What to work on:
How many of the lines below hold the string "marker"? Say only the number.

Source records
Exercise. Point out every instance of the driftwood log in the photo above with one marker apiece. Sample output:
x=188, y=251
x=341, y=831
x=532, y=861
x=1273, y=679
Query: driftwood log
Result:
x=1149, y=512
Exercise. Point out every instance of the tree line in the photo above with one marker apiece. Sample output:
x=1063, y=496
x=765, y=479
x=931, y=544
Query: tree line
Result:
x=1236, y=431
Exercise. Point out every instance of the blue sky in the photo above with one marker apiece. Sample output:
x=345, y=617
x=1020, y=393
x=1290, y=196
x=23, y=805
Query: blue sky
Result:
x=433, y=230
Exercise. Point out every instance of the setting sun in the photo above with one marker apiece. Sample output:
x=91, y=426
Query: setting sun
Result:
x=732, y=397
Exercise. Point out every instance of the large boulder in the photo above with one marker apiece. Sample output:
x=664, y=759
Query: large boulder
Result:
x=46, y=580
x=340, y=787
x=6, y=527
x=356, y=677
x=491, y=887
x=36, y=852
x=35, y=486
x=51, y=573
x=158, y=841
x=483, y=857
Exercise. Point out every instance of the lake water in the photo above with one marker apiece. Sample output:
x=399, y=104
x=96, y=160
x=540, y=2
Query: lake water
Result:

Solution for this problem:
6